▶ _DATASET_:
_ _ _ _ _ _ _

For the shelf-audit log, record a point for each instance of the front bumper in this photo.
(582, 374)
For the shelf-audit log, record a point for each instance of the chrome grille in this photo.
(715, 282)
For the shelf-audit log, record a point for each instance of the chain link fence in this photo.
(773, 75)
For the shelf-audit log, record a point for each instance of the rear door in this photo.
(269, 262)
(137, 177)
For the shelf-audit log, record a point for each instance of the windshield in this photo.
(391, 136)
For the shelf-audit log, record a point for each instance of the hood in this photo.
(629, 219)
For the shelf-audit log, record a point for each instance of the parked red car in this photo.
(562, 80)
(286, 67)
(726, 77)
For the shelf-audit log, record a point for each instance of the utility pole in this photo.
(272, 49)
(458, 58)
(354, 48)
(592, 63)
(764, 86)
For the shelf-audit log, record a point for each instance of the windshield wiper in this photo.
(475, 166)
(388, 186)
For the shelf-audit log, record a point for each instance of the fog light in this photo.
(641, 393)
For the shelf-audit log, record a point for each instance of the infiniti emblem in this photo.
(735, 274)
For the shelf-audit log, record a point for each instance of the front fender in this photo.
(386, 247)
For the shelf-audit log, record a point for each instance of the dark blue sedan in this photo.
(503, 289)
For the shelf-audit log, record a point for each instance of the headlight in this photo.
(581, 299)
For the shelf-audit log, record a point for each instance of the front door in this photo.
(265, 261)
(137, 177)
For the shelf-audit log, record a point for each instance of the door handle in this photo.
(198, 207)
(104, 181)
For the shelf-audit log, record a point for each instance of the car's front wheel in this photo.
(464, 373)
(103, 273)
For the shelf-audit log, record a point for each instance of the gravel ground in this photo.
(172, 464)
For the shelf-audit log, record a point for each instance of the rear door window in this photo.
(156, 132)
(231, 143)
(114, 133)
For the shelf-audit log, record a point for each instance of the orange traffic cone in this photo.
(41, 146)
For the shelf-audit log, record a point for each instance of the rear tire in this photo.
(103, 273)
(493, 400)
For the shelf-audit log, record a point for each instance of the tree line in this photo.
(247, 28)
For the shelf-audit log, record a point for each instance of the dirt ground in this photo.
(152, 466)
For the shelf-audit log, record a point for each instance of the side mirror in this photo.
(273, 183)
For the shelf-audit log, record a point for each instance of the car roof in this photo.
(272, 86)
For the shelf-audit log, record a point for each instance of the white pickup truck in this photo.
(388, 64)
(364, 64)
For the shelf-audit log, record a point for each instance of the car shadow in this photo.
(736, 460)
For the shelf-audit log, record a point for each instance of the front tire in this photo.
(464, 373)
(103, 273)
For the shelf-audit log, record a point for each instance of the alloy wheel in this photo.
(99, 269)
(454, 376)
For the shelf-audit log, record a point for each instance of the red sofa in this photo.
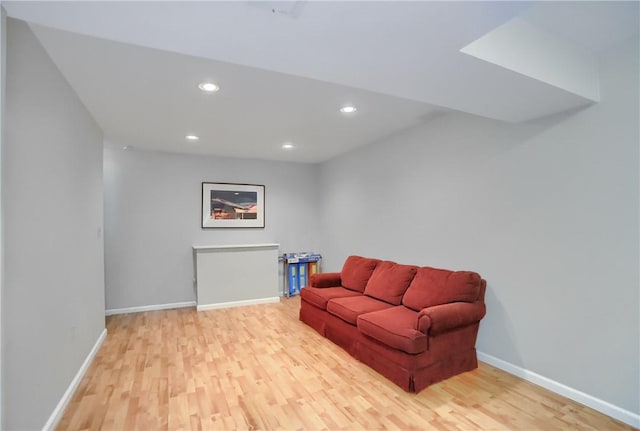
(414, 325)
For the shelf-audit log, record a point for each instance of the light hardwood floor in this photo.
(258, 367)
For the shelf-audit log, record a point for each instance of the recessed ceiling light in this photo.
(208, 87)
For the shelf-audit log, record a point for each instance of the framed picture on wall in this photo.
(228, 205)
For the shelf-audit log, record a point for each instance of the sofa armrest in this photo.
(445, 317)
(325, 279)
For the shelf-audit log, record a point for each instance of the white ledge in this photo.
(222, 247)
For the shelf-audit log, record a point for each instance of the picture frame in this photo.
(232, 205)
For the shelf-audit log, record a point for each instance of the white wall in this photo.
(152, 218)
(547, 212)
(53, 293)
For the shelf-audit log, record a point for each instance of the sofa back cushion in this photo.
(432, 286)
(356, 272)
(390, 281)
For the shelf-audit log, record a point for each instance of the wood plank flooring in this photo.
(258, 367)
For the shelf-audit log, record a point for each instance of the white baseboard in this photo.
(68, 394)
(238, 303)
(149, 308)
(602, 406)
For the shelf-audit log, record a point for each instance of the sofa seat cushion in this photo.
(432, 286)
(349, 308)
(319, 296)
(395, 327)
(356, 272)
(389, 281)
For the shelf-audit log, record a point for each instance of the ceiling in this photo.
(285, 68)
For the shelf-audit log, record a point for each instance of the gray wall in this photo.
(3, 57)
(547, 212)
(53, 299)
(152, 218)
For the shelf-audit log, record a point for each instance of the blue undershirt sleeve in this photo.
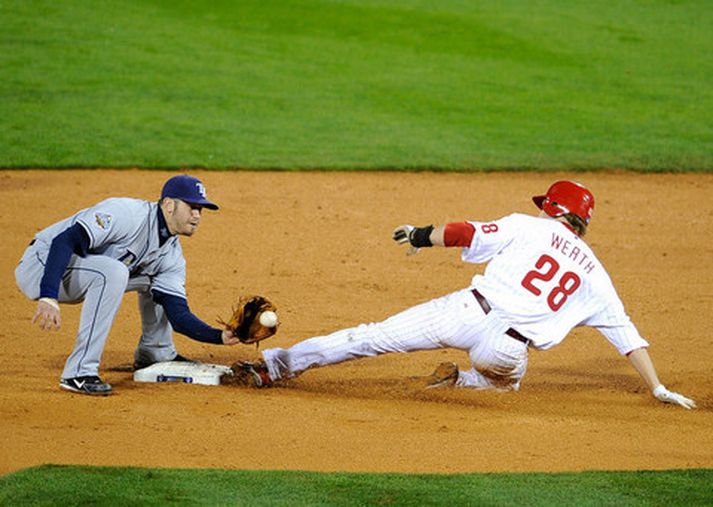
(73, 240)
(184, 322)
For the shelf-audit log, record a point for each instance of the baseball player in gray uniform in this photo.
(541, 281)
(115, 246)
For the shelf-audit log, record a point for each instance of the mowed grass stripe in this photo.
(67, 485)
(357, 84)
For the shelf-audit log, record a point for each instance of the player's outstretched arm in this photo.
(641, 361)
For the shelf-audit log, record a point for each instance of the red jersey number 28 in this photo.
(545, 269)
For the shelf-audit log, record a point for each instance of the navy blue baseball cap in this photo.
(188, 189)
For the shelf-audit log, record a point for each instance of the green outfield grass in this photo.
(452, 84)
(65, 485)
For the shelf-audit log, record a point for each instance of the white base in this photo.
(181, 371)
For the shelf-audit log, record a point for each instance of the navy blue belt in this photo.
(487, 309)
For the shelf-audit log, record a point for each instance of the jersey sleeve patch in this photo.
(103, 220)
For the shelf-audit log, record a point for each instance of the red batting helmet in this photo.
(566, 197)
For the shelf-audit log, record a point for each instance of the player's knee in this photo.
(115, 274)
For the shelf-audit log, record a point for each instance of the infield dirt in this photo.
(319, 245)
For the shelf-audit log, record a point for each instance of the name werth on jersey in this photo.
(566, 248)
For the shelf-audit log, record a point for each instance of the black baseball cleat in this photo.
(145, 364)
(445, 375)
(251, 374)
(89, 384)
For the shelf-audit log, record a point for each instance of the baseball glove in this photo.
(246, 322)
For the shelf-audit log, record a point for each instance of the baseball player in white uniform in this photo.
(541, 281)
(115, 246)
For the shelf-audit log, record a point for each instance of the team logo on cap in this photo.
(103, 220)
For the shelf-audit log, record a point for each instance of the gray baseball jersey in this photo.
(124, 255)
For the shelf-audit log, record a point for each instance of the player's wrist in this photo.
(50, 301)
(420, 237)
(659, 390)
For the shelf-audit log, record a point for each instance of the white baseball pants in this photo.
(455, 320)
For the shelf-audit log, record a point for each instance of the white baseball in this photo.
(268, 319)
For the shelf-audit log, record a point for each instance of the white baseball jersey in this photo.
(126, 229)
(543, 280)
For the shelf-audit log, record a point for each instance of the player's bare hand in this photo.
(229, 338)
(47, 315)
(666, 396)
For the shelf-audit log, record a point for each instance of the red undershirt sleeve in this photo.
(458, 234)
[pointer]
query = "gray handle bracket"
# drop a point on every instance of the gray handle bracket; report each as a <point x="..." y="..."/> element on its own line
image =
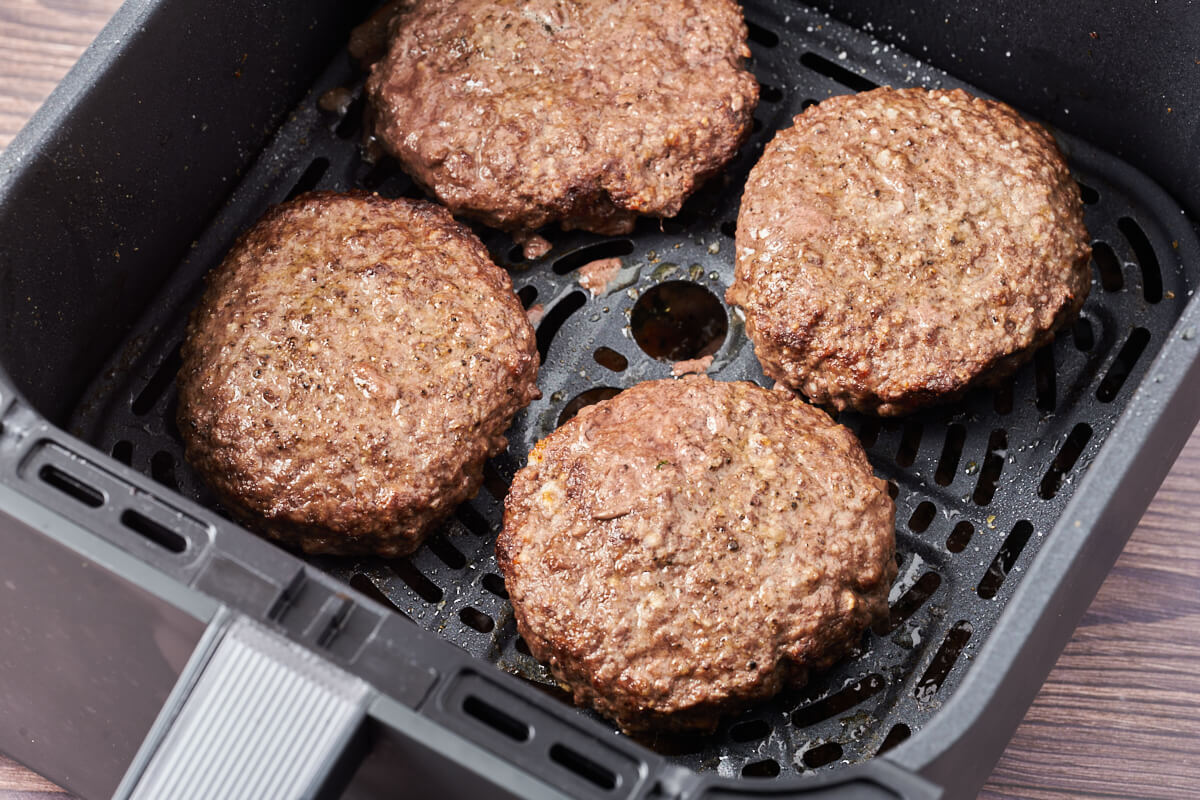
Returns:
<point x="253" y="716"/>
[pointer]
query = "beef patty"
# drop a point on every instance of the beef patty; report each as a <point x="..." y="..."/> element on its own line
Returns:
<point x="691" y="546"/>
<point x="895" y="247"/>
<point x="583" y="112"/>
<point x="351" y="366"/>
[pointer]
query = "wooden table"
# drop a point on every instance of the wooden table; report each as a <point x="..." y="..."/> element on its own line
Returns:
<point x="1120" y="715"/>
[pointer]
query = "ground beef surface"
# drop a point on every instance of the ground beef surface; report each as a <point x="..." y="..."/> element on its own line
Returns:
<point x="581" y="112"/>
<point x="897" y="246"/>
<point x="690" y="546"/>
<point x="351" y="366"/>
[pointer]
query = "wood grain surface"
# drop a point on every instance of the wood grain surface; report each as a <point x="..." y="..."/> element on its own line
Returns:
<point x="1120" y="715"/>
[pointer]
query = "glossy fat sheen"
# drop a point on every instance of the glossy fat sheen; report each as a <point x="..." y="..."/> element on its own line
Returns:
<point x="586" y="112"/>
<point x="899" y="245"/>
<point x="690" y="546"/>
<point x="351" y="366"/>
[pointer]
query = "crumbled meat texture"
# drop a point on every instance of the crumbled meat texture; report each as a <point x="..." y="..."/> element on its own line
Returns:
<point x="691" y="546"/>
<point x="594" y="276"/>
<point x="369" y="41"/>
<point x="351" y="366"/>
<point x="895" y="247"/>
<point x="582" y="112"/>
<point x="533" y="246"/>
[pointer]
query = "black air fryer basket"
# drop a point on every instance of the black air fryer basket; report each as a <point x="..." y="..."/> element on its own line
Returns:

_ _ _ _ _ _ _

▶ _WHAT IS NEEDED_: Pick out and copy each line of the data above that contains the word "black".

▶ _COMPLETED TASK_:
For the shelf-audit log, record a point for each instance of the black baseball cleat in this photo.
query = "black air fryer basket"
# drop a point on every instance of the black air fryer basket; report each as a <point x="..." y="..."/> element on its own line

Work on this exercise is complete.